## Problem
Translate into Spanish this sentence from the text below on emigration: "People who wanted to emigrate had to ask for passports in the new District Offices."

## Document section
• • • • •

Getting ready to travel

Emigration with or without passport

"......By chance I′ ve got the letter from America in a hand. It was from Michigan. It has discomfited me immediately and I′ ve made a firm resolution to move there too. The year 1866 came and through the homeland resounded turmoil of war, so there was no time to consider moving. But in one year I sold all my properties for 500 goldens, I paid my debt 100 goldens and 400 goldens have left for the road...".

Quotion from a letter of Jan Holecek, published in 1887 in the Czechoamerican calendar „Amerikan“

Once the decision had been taken, the next question was how to go about it. The full official way was a long and complicated one.

 

In the 1850s, newly created "District Offices" had taken over several of the administrative tasks that were until then maintained by individual parishes and manors. People who wanted to emigrate had to ask for passports in the new District Offices. When requesting a passport, people had to submit several documents including a copy of the birth record (krestni list), marriage (oddaci list), evidence of residence and occupation (domovsky list), supporting documents, and references. Applicants had to sign that they would waive their residence right to live in the village. If not, the village could be held liable for paying for return costs if emigration was refused or the people came back for other reasons.

 

The age and status of the man was one reason why emigration could be refused. One application record actually mentions that the request of a father for emigration by his six-year old son was refused "because the son had not yet fulfilled his duty as soldier in the Imperial Army"!

• • • • •

## Data listing
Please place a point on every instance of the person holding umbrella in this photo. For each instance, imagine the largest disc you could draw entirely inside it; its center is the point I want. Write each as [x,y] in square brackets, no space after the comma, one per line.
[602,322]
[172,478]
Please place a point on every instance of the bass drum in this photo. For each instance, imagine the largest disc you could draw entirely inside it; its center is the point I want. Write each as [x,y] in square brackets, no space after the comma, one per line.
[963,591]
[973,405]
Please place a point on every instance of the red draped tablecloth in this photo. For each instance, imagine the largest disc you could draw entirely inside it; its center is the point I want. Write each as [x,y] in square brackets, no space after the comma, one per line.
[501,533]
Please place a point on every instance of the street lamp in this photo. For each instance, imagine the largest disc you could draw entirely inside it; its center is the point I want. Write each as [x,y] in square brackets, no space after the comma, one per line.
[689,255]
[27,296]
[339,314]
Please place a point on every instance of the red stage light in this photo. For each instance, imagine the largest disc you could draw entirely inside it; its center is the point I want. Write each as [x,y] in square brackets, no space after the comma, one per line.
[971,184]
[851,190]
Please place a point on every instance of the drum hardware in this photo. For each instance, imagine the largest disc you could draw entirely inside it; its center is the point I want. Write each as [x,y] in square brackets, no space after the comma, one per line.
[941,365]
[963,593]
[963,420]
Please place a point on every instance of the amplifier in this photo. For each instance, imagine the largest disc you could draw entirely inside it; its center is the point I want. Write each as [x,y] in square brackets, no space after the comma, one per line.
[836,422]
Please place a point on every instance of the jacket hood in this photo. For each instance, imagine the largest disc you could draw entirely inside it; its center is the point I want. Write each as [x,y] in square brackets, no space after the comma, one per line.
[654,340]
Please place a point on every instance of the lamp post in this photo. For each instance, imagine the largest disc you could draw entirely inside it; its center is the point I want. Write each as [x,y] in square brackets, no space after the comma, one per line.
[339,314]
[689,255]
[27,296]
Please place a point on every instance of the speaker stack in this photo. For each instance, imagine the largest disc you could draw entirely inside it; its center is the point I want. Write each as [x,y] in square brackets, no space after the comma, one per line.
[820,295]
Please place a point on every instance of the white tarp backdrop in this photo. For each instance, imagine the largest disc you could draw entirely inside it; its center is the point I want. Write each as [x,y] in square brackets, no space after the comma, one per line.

• • • • •

## Output for this task
Las personas que querían emigrar tenían que solicitar pasaportes en las nuevas Oficinas de Distrito.